-- Exercice court 1 --
Pourriez-vous reproduire à l'identique le passage de la lettre à Jules Boucoiran qui va de « Nohant, 20 juillet » jusqu'à « ne faites pas. » ?

-- Extrait de page --
Correspondance 1812-1876, 1/1830/XL


XL

À M. JULES BOUCOIRAN, À PARIS


Nohant, 20 juillet 1830.


Mon cher enfant,

Où êtes-vous ? Je vous écris à tout hasard à Paris. Vous m’aviez promis de venir me voir aussitôt votre retour dans le pays, et je ne vous vois point arriver. Dernièrement madame Saint-Agnan me mandait qu’elle vous voyait souvent. Pourquoi ne m’écrivez-vous pas ? Je sais que vous vous portez bien, que vous avez conservé l’habitude de cette gaieté bruyante que je vous connais. Mais ce n’est pas assez ; je veux que vous bavardiez un peu avec moi et me racontiez ce que vous faites et ne faites pas.

Moi, je ne vous dirai rien de curieux. Vous savez comment on vit à Nohant ; le mardi ressemble au mercredi, le mercredi au jeudi, ainsi de suite. L’hiver et l’été apportent seuls quelque diversion à cet état de stagnation permanente. Nous avons le sentiment ou, si vous aimez mieux, la sensation du froid et du chaud pour nous avertir que le temps marche et que la vie coule comme l’eau. C’est un cours tranquille, celui qui me mène et je ne demande pas à rouler plus vite. Mais vous, dans ce grand et fatigant Paris, comment prenez-vous le fardeau de l’existence ? Ah ! il est lourd à porter par un temps chaud, avec de longues courses à faire. Je m’y suis amusé ou amusée (comme votre sublime exactitude grammaticale l’entendra). Mais je suis bien aise d’être de retour. Arrangez cela comme vous voudrez.

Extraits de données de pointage
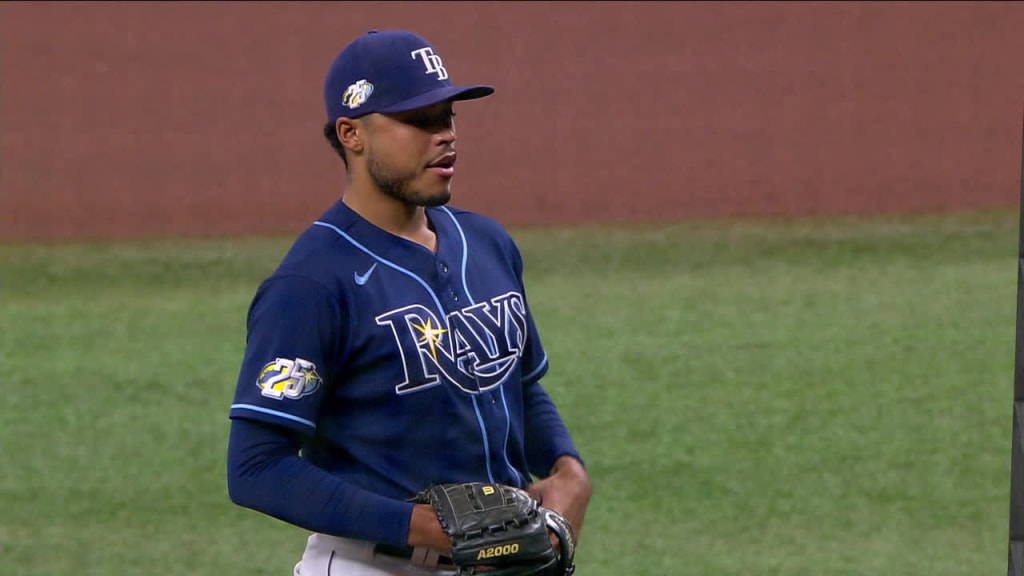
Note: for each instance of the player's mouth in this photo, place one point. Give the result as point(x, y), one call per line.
point(444, 165)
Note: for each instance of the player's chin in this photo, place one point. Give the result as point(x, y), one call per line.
point(437, 199)
point(437, 195)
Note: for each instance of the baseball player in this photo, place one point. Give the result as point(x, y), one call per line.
point(393, 347)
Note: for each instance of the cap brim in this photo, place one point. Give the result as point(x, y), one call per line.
point(440, 94)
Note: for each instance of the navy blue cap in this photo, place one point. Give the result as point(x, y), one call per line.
point(389, 72)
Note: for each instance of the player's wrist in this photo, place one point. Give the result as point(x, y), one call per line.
point(424, 530)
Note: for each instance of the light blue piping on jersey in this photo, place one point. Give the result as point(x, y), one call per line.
point(440, 309)
point(505, 406)
point(388, 263)
point(273, 413)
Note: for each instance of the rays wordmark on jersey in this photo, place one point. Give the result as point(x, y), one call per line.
point(475, 347)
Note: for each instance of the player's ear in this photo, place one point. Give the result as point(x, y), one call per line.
point(350, 133)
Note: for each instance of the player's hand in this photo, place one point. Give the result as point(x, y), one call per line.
point(424, 530)
point(566, 491)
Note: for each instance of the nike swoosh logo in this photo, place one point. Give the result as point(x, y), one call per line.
point(361, 279)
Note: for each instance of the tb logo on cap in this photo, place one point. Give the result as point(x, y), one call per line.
point(431, 60)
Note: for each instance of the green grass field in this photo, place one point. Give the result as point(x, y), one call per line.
point(792, 398)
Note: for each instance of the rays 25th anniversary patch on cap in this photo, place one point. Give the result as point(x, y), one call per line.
point(390, 72)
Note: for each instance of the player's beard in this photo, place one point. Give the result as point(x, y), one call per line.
point(399, 186)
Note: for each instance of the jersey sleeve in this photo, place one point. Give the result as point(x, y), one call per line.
point(292, 337)
point(535, 359)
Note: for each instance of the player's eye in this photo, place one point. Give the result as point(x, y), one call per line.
point(432, 122)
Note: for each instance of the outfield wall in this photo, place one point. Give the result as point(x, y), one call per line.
point(155, 119)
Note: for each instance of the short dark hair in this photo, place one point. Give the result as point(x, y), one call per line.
point(331, 133)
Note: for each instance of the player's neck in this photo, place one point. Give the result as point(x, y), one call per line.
point(403, 220)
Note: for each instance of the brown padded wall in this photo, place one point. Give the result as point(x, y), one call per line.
point(150, 119)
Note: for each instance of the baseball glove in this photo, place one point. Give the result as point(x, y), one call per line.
point(499, 530)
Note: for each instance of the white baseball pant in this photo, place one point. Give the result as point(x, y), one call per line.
point(330, 556)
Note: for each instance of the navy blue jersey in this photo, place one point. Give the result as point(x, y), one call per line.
point(401, 367)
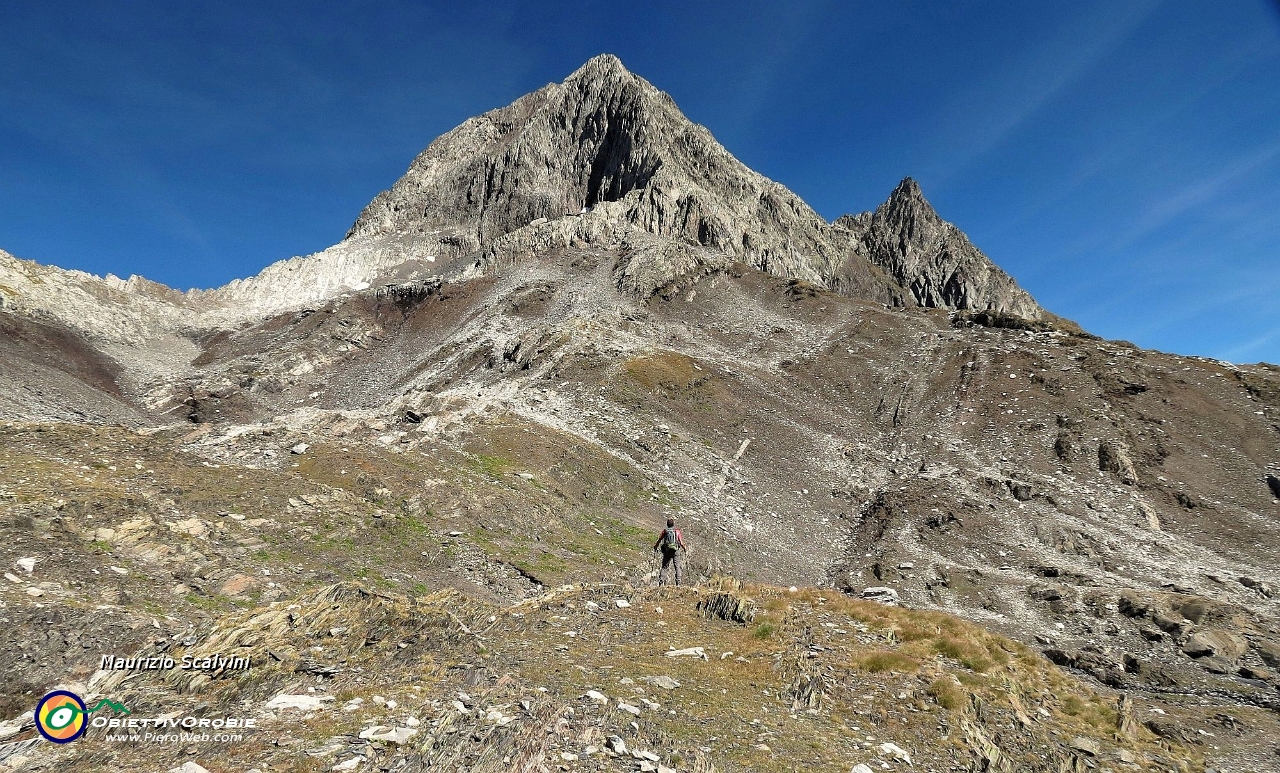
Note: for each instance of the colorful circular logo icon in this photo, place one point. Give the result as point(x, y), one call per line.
point(60, 717)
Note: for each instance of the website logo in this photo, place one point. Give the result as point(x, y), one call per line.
point(60, 716)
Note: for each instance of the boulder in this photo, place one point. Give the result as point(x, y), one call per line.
point(1219, 644)
point(881, 595)
point(1269, 652)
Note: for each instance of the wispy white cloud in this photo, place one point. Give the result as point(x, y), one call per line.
point(1197, 193)
point(1020, 88)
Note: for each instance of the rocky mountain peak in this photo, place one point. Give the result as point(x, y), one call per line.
point(602, 65)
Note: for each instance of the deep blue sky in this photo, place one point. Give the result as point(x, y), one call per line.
point(1121, 160)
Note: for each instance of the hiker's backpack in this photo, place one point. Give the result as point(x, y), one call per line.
point(670, 539)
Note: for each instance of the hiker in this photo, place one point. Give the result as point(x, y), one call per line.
point(671, 543)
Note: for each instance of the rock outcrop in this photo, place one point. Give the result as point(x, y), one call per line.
point(606, 143)
point(933, 259)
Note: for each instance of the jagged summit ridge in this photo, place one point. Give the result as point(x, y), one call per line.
point(608, 142)
point(933, 259)
point(607, 145)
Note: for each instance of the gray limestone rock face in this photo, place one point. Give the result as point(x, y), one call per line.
point(608, 145)
point(933, 259)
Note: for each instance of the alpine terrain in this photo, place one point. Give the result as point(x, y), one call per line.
point(415, 480)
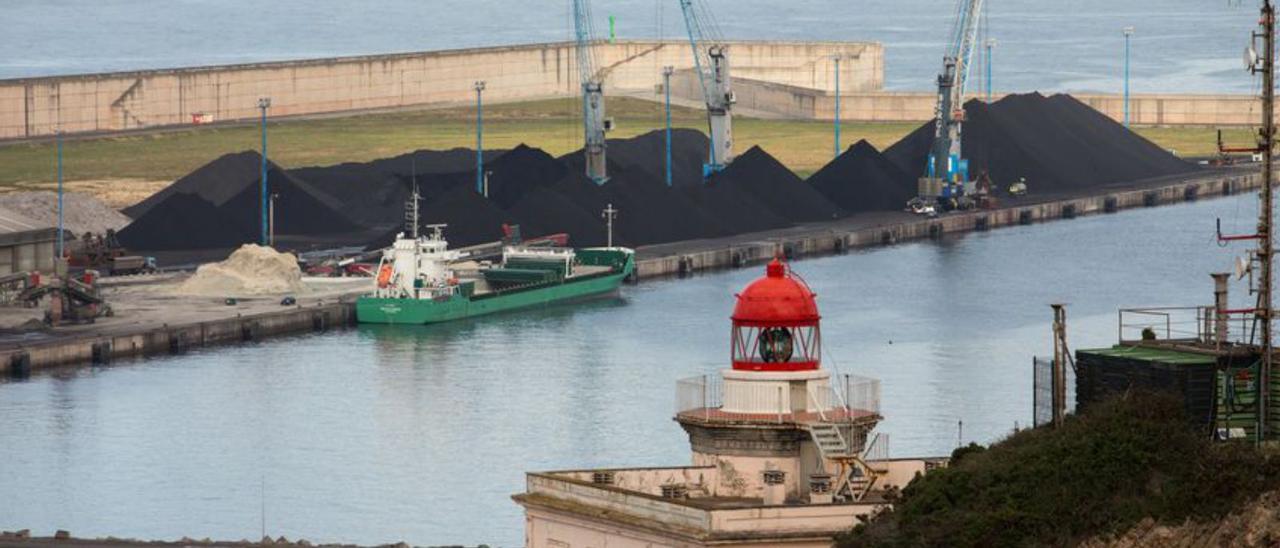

-- Exercice court 2 --
Pouvez-vous convertir en liste JSON de chaînes tout ce qui va du début de la liste jusqu'à la ligne contenant « point(389, 72) », celle-ci comprise ? Mettez une chaîne par ligne, sans les lignes vides ni les images.

-- Résultat attendu 1 --
Nohant, 20 juillet 1830.


Mon cher enfant,

Où êtes-vous ? Je vous écris à tout hasard à Paris. Vous m’aviez promis de venir me voir aussitôt votre retour dans le pays, et je ne vous vois point arriver. Dernièrement madame Saint-Agnan me mandait qu’elle vous voyait souvent. Pourquoi ne m’écrivez-vous pas ? Je sais que vous vous portez bien, que vous avez conservé l’habitude de cette gaieté bruyante que je vous connais. Mais ce n’est pas assez ; je veux que vous bavardiez un peu avec moi et me racontiez ce que vous faites et ne faites pas.

-- Résultat attendu 2 --
[
  "Note: for each instance of the player's mouth in this photo, place one point. Give the result as point(x, y), one call per line.",
  "point(444, 165)",
  "Note: for each instance of the player's chin in this photo, place one point. Give the result as point(x, y), one call per line.",
  "point(437, 199)",
  "point(437, 195)",
  "Note: for each instance of the baseball player in this photo, place one point. Give the result as point(x, y), one call per line.",
  "point(393, 347)",
  "Note: for each instance of the cap brim in this photo, place one point. Give the result as point(x, y), one call per line.",
  "point(440, 94)",
  "Note: for each instance of the navy blue cap in this photo, place one point. Give the result as point(x, y), one call per line.",
  "point(389, 72)"
]